-- Text block --
--

The controversial dismissal of Stanford Band Director Jules Schucat in 1963 sowed the seeds of protest. Band members responded to the arrival of Schucat’s replacement, graduate student Arthur P. Barnes, with creative defiance. Barnes, however, struck a compromise with band members; the musicians resumed playing for the games in exchange for organizational autonomy as a student organization. During these years the Stanford Band’s militaristic configurations gave way to haphazard hiccups.
As put into perspective by recent band members, the Stanford Band of the 1960s “absorbed the decade’s irreverent attitude and society-threatening rock-and-roll music. Over the course of the decade, the band threw out its military uniforms and marching style for tacky red blazers, white fishing hats and a scatter (or scramble) style of field show performance. Armed with the weapons of student autonomy, rock-and-roll music and bad fashion sense, the Band was ready to take on the world.” A 1977 Stanford University tourist pamphlet echoes these sentiments: “Incomparable is the word for the loud and wacky Leland Stanford Junior University Marching Band.” Despite the infamy bestowed upon the Stanford Band by external hosting institutions, this student group never fails to delight Stanford audiences with its winsome irreverence. The exclusive Stanford dance squad known as the Dollies, as well as the Stanford Tree mascot, appear regularly alongside the band.

--

-- Instructions for the task --
From the Stanford Band history, extract the passage that begins with the words containing "The controversial dismissal" and ends with "to haphazard hiccups.", copying it word for word.

(Shape labeling records)
--

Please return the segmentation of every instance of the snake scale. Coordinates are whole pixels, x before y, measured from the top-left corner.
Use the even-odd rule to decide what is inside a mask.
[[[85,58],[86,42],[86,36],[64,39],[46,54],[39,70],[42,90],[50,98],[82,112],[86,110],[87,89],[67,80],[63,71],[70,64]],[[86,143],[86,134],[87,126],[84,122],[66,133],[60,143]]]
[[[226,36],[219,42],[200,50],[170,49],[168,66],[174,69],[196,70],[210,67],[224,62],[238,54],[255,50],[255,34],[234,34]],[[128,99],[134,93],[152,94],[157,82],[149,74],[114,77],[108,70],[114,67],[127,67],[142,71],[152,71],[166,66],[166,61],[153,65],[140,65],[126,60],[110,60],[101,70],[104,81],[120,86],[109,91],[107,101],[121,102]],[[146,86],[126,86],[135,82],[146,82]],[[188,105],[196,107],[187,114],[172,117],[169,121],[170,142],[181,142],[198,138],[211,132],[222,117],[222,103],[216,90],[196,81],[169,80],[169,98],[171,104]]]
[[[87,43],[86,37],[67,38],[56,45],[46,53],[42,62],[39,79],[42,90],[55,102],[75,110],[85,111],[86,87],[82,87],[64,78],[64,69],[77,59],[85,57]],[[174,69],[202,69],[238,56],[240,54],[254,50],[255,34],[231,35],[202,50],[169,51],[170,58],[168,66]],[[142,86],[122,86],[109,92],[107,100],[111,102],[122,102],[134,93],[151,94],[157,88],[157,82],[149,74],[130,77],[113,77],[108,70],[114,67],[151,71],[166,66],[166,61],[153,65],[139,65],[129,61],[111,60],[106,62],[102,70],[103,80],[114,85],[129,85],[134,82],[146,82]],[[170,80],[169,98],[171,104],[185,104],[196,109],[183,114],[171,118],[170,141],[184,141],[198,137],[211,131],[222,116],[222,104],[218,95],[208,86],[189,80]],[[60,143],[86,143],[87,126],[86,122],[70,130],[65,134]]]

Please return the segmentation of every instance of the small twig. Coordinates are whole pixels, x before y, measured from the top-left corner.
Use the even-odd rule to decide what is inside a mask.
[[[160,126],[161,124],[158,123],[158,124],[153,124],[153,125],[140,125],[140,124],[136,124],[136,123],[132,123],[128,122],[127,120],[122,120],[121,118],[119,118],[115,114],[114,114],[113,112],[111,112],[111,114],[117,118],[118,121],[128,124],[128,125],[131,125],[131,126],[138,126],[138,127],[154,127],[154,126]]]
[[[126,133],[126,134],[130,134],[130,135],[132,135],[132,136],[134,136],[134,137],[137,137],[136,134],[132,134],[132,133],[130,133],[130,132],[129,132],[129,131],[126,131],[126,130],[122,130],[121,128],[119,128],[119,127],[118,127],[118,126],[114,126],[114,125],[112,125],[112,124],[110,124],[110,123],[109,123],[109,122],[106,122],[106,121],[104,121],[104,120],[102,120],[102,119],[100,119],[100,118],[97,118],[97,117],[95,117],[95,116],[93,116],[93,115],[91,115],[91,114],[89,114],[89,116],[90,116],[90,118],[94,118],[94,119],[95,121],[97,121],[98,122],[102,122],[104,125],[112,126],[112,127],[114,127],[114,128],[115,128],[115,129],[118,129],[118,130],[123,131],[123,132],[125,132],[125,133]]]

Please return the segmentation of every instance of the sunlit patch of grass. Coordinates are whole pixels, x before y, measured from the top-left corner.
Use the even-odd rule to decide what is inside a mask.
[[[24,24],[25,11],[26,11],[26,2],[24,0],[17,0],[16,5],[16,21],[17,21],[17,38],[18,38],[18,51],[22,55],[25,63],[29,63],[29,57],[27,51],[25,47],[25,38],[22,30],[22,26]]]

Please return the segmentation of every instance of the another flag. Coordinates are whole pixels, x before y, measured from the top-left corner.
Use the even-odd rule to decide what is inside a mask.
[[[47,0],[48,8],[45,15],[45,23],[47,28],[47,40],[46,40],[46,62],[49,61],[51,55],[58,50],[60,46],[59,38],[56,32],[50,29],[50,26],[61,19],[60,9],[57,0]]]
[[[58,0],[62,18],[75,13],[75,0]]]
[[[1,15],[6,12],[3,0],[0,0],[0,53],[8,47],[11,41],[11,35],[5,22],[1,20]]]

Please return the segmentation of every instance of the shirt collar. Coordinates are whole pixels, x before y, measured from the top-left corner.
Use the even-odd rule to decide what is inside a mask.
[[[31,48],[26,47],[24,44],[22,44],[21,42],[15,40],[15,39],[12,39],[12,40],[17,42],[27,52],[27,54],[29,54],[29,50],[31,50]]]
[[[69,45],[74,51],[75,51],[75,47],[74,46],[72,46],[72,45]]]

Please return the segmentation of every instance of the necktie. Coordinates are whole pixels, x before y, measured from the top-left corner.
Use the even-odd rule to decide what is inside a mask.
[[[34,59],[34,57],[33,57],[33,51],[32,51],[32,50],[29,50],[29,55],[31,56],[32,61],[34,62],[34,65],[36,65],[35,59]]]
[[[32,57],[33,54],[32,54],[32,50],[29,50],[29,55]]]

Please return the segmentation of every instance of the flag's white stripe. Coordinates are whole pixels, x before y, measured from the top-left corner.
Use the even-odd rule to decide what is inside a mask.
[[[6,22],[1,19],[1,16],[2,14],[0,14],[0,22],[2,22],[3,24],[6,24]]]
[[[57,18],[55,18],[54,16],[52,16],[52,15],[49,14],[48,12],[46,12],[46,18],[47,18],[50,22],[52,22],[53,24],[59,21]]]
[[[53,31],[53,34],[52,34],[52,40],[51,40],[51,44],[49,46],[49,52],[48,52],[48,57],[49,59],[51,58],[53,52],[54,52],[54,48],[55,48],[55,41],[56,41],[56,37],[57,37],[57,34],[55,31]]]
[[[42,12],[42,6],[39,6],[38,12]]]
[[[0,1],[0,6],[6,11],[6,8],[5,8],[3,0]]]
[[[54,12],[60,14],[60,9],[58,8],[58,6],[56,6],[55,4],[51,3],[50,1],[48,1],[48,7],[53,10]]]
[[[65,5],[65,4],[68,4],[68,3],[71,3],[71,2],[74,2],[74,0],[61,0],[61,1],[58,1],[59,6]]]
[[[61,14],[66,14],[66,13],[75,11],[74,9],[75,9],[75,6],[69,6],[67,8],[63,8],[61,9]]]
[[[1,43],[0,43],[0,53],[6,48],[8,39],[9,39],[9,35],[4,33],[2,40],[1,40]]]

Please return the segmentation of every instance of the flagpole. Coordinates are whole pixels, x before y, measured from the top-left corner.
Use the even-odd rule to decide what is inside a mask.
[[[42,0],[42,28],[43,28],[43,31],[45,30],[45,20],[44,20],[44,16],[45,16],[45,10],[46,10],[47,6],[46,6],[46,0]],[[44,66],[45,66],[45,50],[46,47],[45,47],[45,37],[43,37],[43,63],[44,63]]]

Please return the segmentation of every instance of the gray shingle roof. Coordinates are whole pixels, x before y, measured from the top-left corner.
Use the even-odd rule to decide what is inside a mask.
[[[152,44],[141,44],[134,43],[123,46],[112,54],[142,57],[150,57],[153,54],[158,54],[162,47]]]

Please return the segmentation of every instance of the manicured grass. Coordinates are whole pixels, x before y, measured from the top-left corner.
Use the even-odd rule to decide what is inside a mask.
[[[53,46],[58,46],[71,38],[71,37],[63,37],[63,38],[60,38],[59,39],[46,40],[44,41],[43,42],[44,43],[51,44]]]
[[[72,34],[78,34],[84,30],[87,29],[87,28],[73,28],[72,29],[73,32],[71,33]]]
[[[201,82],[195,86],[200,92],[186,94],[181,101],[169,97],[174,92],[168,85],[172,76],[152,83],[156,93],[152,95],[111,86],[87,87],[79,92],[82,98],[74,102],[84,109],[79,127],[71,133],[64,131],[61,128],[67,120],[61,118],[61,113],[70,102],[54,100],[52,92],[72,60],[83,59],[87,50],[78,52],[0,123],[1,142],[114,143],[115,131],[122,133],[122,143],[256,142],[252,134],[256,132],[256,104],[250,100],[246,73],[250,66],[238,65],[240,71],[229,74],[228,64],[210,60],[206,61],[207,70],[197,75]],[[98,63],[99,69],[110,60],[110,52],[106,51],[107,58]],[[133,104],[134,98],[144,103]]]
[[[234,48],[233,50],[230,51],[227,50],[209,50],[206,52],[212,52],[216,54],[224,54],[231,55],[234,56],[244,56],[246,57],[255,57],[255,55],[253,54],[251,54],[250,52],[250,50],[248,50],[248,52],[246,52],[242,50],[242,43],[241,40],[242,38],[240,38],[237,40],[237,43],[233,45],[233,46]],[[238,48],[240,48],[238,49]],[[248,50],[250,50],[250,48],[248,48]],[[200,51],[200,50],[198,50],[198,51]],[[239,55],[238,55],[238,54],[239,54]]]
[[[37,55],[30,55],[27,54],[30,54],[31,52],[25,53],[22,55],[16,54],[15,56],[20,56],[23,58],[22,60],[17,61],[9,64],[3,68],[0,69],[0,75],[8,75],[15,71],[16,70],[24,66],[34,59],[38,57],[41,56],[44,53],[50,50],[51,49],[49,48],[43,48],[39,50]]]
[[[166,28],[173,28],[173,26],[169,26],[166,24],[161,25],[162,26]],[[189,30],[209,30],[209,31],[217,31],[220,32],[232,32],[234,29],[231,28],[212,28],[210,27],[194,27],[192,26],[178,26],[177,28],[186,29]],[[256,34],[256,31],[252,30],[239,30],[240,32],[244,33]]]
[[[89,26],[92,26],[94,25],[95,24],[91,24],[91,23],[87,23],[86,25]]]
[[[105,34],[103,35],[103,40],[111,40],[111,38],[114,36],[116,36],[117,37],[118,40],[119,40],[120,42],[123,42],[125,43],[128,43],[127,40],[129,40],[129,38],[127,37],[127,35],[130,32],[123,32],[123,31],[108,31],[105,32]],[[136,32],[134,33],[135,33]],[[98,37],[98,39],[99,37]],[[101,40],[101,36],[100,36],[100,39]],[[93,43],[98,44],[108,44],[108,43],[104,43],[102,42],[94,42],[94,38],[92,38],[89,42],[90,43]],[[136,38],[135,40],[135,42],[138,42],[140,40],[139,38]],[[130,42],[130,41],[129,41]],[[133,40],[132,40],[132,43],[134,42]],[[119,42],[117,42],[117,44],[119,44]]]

--

-- Answer for the task --
The controversial dismissal of Stanford Band Director Jules Schucat in 1963 sowed the seeds of protest. Band members responded to the arrival of Schucat’s replacement, graduate student Arthur P. Barnes, with creative defiance. Barnes, however, struck a compromise with band members; the musicians resumed playing for the games in exchange for organizational autonomy as a student organization. During these years the Stanford Band’s militaristic configurations gave way to haphazard hiccups.